Page text:
# # #

Life on the Seesaw – Rethinking Balance in a World on Tilt

If your quest for balance feels like being at the park on a seesaw with a giant kid on the other side—where you long to dangle in that light, euphoric joy but instead keep slamming up and down—you’re not alone.

You’ve got company.
Not just in the metaphoric “Big Bad” of one of life’s domains—Time Management & Life Dynamics, Family & Community Connectedness, Physical Well-being, Mental Well-being, Career & Lifelong Learning, Financial Management, Core or Spiritual Development—sitting heavy on the other end of your seesaw and calling the shots.

You’ve got hoards of fellow humans trying to find equilibrium while facing circumstances that, in many ways, are unprecedented.

Anxiety and depression are skyrocketing. We find ourselves living in the extremes.
There is a bounty of information and resources, yet a dire lack of wisdom and application.
The coveted “work from home” quietly morphed into “live at work.”

Then there was the pandemic.
Necessary social distancing helped reduce infections—but it also pulled at something deep in us. Masks, while useful, added extra load to our already overworked nervous systems. They made it harder to read nonverbal facial cues, and that matters because facial expression is a huge part of how we connect and feel safe. Our anterior cingulate cortex—the brain region involved in detecting errors and conflict—doesn’t love it when it can’t clearly distinguish one thing from another.

The result?
More arousal. More misread signals. More friction in moments that were already fragile.

And you might be like me—weary of the list.
Weary of hearing what’s wrong.
Weary of how much is out of our control.

So I often come back to this prayer:

“God, grant me the serenity to accept the things I cannot change,
the courage to change the things I can,
and the wisdom to know the difference.”

Many of us are feeling out of balance. So here’s the real question:

If so much is out of our control, what then can we change?

One starting point:
How we see balance.
How we seek balance.

# # #

Source data:
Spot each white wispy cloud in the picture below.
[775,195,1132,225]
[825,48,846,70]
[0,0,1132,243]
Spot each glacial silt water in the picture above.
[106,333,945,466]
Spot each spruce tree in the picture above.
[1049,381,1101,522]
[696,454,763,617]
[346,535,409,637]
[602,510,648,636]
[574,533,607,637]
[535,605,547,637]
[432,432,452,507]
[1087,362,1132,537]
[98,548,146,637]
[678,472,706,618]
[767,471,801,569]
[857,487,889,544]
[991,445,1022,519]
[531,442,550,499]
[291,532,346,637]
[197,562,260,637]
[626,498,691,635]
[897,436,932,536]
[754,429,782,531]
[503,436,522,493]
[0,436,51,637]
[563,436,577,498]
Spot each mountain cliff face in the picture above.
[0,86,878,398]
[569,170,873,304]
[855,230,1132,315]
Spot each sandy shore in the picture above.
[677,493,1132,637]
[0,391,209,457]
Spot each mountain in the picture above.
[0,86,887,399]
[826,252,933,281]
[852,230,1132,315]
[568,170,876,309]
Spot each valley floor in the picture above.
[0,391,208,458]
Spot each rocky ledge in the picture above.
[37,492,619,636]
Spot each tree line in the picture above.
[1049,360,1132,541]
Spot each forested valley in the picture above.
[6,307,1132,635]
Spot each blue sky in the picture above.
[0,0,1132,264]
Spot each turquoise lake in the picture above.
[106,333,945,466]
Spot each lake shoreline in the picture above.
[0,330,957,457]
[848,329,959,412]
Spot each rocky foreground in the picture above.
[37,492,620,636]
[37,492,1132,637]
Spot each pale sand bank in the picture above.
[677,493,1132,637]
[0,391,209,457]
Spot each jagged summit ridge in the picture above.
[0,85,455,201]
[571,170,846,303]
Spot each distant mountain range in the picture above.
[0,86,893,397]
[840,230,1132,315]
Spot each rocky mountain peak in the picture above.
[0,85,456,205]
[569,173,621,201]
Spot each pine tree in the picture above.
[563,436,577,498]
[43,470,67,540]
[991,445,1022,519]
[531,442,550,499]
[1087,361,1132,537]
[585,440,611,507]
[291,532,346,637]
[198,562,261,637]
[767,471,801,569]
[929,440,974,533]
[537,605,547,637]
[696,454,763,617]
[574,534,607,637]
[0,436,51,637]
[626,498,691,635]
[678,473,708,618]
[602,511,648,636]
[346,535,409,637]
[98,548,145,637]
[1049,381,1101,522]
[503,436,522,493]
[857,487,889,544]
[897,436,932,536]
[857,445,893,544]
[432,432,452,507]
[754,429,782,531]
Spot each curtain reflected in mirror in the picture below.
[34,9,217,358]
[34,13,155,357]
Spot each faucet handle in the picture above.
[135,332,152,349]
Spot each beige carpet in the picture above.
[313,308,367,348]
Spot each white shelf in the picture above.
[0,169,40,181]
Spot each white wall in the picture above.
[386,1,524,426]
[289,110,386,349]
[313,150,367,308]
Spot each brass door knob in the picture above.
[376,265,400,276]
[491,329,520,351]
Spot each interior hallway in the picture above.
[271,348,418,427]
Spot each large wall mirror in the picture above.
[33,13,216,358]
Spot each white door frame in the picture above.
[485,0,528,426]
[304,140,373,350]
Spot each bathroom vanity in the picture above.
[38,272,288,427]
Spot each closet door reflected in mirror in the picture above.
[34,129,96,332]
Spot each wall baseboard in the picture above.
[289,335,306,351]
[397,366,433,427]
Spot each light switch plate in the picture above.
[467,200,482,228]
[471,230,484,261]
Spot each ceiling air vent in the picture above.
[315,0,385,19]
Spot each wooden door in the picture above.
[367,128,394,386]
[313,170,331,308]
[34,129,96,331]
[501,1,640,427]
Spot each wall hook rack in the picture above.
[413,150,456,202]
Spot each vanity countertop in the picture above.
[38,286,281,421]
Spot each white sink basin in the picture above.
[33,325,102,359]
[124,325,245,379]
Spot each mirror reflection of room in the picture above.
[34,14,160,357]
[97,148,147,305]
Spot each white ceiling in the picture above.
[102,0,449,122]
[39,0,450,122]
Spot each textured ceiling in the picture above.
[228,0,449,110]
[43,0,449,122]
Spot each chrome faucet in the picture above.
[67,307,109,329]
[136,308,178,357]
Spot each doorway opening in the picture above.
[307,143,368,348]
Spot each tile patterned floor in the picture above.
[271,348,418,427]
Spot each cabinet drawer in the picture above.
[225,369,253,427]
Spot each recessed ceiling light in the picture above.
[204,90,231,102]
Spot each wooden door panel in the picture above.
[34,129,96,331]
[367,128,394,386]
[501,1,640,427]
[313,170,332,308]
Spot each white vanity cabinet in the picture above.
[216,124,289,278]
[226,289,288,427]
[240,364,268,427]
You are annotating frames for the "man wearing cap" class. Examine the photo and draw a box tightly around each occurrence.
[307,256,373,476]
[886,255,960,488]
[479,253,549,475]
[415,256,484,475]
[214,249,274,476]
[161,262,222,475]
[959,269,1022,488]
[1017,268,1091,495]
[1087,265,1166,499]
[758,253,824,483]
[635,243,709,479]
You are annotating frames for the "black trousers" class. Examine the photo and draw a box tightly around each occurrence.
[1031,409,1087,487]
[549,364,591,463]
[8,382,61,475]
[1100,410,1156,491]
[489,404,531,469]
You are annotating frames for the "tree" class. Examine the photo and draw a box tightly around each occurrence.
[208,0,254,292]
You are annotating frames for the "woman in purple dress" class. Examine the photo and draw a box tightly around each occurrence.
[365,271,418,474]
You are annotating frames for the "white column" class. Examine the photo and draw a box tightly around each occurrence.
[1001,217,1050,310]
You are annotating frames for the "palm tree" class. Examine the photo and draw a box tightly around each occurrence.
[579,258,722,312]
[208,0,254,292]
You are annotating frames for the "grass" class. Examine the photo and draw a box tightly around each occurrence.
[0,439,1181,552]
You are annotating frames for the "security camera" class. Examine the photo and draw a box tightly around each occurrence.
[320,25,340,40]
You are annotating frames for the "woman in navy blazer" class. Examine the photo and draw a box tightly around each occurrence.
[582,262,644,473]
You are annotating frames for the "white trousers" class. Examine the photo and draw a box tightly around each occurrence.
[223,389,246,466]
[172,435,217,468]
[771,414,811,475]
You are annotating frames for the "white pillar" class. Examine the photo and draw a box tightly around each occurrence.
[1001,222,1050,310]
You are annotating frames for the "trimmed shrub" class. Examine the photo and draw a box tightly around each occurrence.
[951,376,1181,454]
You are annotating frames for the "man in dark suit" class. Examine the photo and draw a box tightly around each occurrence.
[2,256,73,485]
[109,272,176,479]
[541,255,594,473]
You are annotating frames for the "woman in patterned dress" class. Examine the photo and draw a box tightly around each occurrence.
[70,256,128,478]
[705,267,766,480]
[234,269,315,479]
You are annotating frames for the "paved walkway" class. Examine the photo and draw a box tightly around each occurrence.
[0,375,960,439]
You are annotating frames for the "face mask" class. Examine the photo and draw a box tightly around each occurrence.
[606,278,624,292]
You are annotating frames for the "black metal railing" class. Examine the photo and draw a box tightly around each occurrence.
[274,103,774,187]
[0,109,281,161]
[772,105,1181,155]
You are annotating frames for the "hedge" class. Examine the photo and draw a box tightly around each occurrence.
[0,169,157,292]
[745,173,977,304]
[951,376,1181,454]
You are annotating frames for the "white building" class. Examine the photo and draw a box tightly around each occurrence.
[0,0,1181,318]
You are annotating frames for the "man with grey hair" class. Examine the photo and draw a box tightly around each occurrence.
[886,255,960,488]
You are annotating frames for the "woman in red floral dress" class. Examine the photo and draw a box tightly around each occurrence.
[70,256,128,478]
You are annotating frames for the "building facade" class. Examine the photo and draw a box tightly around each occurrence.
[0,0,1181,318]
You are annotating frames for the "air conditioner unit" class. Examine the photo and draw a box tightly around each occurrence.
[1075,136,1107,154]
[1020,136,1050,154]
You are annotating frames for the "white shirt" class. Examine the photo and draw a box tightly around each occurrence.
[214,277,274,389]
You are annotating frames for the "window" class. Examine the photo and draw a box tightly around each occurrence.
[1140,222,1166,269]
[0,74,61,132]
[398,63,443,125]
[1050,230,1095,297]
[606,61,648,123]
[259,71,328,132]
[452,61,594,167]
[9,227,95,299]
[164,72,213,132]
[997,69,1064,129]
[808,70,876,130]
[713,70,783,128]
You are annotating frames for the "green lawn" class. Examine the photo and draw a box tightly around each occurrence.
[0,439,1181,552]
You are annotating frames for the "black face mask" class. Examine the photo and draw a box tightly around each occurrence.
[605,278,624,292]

# # #

Directions for this task: Can you repeat the essay on rethinking balance from above word for word, in full?

Written response:
Life on the Seesaw – Rethinking Balance in a World on Tilt

If your quest for balance feels like being at the park on a seesaw with a giant kid on the other side—where you long to dangle in that light, euphoric joy but instead keep slamming up and down—you’re not alone.

You’ve got company.
Not just in the metaphoric “Big Bad” of one of life’s domains—Time Management & Life Dynamics, Family & Community Connectedness, Physical Well-being, Mental Well-being, Career & Lifelong Learning, Financial Management, Core or Spiritual Development—sitting heavy on the other end of your seesaw and calling the shots.

You’ve got hoards of fellow humans trying to find equilibrium while facing circumstances that, in many ways, are unprecedented.

Anxiety and depression are skyrocketing. We find ourselves living in the extremes.
There is a bounty of information and resources, yet a dire lack of wisdom and application.
The coveted “work from home” quietly morphed into “live at work.”

Then there was the pandemic.
Necessary social distancing helped reduce infections—but it also pulled at something deep in us. Masks, while useful, added extra load to our already overworked nervous systems. They made it harder to read nonverbal facial cues, and that matters because facial expression is a huge part of how we connect and feel safe. Our anterior cingulate cortex—the brain region involved in detecting errors and conflict—doesn’t love it when it can’t clearly distinguish one thing from another.

The result?
More arousal. More misread signals. More friction in moments that were already fragile.

And you might be like me—weary of the list.
Weary of hearing what’s wrong.
Weary of how much is out of our control.

So I often come back to this prayer:

“God, grant me the serenity to accept the things I cannot change,
the courage to change the things I can,
and the wisdom to know the difference.”

Many of us are feeling out of balance. So here’s the real question:

If so much is out of our control, what then can we change?

One starting point:
How we see balance.
How we seek balance.